#### THE DATA
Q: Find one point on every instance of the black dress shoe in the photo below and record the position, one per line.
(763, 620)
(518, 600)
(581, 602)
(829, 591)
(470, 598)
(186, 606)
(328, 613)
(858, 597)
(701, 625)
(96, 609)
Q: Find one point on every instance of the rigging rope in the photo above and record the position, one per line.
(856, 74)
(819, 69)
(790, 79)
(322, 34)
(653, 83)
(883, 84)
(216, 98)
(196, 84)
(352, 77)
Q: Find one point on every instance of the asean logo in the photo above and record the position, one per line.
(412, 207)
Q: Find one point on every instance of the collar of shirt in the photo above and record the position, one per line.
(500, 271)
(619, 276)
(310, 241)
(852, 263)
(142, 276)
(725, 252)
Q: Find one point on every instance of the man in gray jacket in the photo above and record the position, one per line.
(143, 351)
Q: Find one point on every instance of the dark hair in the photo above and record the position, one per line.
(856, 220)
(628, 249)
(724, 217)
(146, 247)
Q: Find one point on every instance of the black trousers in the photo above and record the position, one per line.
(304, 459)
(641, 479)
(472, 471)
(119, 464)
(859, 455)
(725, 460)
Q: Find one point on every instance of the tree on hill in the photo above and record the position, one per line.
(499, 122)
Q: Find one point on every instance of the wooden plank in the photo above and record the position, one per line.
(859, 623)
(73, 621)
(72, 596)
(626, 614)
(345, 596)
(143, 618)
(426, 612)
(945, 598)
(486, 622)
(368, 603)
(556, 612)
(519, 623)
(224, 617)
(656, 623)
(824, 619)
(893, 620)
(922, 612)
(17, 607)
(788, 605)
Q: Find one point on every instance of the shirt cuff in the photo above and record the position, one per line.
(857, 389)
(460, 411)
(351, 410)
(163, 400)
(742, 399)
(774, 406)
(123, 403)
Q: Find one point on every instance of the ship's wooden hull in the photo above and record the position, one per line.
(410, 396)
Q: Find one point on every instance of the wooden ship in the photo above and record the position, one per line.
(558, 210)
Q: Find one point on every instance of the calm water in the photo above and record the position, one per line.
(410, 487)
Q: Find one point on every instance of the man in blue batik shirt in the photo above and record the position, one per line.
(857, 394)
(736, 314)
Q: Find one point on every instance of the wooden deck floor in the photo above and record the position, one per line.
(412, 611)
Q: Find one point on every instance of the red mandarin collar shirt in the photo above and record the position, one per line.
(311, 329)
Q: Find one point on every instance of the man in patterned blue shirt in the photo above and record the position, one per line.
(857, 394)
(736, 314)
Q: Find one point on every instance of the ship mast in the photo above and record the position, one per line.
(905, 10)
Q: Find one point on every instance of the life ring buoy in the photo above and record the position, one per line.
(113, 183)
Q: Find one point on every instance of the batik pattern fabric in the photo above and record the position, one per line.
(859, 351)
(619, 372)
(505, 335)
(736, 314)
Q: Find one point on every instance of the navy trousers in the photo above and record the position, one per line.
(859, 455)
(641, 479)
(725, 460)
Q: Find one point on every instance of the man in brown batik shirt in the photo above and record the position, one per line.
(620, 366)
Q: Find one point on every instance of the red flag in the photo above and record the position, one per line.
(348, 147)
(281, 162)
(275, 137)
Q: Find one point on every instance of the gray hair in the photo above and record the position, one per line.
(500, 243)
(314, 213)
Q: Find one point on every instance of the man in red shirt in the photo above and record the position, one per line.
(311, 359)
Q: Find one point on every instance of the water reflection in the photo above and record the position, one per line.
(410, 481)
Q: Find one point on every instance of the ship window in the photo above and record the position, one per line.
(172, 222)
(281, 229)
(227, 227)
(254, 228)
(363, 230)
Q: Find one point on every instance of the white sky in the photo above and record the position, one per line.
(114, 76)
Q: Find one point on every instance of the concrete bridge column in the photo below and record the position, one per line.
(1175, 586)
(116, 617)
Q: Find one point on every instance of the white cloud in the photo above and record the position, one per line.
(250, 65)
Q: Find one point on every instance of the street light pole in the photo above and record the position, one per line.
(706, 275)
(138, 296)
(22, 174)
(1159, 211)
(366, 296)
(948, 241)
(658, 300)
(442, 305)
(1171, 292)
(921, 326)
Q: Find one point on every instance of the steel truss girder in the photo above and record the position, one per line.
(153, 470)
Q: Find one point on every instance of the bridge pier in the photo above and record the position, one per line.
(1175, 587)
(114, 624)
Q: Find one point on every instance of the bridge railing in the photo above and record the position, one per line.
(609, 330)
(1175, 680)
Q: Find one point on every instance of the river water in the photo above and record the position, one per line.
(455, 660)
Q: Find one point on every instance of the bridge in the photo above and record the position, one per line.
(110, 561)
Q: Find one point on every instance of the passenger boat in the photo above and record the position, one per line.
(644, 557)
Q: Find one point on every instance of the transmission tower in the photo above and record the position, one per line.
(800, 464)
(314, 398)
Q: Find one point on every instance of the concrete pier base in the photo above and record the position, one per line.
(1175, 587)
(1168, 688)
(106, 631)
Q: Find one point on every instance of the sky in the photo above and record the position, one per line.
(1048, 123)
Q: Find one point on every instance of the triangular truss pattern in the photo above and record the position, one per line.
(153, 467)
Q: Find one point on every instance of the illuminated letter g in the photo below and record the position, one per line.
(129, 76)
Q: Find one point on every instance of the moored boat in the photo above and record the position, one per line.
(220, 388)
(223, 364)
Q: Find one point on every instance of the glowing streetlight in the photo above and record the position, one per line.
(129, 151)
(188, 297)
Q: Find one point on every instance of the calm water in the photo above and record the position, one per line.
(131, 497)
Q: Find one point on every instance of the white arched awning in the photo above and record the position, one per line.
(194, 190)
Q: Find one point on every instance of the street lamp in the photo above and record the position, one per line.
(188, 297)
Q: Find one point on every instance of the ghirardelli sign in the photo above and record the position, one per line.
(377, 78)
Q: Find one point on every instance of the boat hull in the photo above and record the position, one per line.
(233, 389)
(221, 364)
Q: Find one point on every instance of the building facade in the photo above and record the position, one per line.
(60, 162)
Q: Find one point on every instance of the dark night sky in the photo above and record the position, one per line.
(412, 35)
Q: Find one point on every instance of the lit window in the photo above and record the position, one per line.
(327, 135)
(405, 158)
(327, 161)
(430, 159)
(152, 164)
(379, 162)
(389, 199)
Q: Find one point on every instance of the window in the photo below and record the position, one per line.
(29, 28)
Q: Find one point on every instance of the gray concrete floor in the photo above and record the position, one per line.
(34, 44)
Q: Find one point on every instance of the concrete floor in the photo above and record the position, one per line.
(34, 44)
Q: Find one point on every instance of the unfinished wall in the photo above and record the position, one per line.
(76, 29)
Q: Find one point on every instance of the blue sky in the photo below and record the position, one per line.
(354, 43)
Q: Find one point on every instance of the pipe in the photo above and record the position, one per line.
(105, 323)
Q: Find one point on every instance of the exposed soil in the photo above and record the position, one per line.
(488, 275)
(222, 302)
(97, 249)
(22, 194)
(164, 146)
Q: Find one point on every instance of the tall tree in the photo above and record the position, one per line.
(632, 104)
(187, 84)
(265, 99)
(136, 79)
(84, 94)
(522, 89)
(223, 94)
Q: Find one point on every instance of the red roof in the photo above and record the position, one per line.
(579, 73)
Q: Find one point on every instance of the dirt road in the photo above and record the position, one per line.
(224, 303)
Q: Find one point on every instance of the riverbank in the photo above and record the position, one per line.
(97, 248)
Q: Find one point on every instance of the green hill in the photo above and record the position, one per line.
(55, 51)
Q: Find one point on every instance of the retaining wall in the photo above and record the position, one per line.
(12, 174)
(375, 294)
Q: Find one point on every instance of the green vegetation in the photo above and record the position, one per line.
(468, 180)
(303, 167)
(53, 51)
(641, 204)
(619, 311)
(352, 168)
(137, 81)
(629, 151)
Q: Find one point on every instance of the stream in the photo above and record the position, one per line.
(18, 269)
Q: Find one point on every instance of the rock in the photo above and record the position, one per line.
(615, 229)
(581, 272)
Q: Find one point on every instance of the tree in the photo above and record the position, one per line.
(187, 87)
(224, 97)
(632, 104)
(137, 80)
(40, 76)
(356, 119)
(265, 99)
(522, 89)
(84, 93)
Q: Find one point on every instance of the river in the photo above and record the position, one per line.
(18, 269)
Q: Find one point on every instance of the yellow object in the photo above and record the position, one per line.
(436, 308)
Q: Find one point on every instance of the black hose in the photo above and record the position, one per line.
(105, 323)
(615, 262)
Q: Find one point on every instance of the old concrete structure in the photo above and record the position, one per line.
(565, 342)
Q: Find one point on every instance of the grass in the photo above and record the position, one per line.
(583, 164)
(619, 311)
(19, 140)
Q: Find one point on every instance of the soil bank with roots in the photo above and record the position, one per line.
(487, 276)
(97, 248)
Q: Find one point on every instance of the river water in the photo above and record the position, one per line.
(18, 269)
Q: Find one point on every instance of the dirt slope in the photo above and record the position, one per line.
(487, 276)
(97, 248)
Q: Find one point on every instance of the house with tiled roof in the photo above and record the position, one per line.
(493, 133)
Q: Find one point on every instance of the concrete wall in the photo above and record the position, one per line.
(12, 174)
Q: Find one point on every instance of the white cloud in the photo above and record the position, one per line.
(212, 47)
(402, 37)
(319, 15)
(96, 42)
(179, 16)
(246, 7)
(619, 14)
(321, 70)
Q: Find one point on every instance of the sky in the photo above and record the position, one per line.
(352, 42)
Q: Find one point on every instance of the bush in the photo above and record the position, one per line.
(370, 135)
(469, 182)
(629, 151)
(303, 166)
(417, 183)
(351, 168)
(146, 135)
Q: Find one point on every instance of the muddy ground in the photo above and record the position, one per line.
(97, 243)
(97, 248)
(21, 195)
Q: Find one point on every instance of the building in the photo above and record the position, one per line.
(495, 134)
########
» **STATED TASK**: Every line from the one containing "Q: Find one point on every instance of the grass" through the last line must be copied exactly; leave out the rest.

» **CORRECT RESULT**:
Q: Find one point on every instance of the grass in the photo above and record the position, one per line.
(583, 164)
(619, 311)
(19, 140)
Q: Find one point on every instance of the soil bank with roots in the photo above and record the position, one per line.
(487, 276)
(97, 248)
Q: Find one point on every instance of the river water in the photo above and record the position, one per line.
(18, 269)
Q: Find one point on every instance of the dirt slope in the photo above and record the position, one per line.
(487, 276)
(97, 248)
Q: Find one point on every instance of the house with tiled roof in the photo above and record the position, one per line.
(493, 133)
Q: Find one point on every instance of the concrete wall in the photo above and record the position, one per line.
(12, 174)
Q: Find one point on every instance of the white cloud in the photo above and record the position, one per line.
(212, 47)
(402, 37)
(319, 15)
(96, 42)
(179, 16)
(246, 7)
(619, 14)
(321, 70)
Q: Find one point on every instance of the sky in the photo above and record the position, one per line.
(352, 42)
Q: Find one point on every instance of the bush in the photo above and record the position, one per line.
(370, 135)
(469, 182)
(629, 151)
(303, 166)
(417, 183)
(351, 168)
(146, 135)
Q: Find one point on every instance of the muddy ground in the photo above and record the position, one per line.
(97, 243)
(97, 248)
(21, 195)
Q: Find one point on every instance of the building in the photo above and record the position, one per line.
(495, 134)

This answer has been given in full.